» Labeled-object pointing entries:
━━━━━━━━

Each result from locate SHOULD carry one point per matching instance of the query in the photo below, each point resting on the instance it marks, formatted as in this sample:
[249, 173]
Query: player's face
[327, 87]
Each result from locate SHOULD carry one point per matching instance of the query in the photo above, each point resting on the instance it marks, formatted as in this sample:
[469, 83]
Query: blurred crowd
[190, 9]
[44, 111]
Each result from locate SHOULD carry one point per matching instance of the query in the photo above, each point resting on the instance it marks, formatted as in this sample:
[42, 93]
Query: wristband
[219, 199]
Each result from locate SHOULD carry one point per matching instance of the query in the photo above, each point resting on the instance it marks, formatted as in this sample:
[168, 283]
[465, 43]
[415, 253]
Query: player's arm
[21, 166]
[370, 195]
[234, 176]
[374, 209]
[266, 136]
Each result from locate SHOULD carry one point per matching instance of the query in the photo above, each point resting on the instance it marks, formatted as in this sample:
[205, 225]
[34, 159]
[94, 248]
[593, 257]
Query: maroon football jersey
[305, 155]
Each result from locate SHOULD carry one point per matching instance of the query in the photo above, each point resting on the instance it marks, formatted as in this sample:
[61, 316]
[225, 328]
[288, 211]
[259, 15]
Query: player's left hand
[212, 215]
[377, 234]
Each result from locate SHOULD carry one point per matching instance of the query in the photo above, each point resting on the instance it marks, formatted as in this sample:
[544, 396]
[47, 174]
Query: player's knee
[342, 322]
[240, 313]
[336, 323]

━━━━━━━━

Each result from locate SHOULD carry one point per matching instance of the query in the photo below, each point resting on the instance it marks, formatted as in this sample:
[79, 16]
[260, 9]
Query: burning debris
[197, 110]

━━━━━━━━

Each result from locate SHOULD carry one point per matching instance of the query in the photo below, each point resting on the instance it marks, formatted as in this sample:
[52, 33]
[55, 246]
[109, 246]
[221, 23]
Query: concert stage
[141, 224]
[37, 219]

━━━━━━━━

Tally the lines above that contain the string "player". Reply with the number alone.

4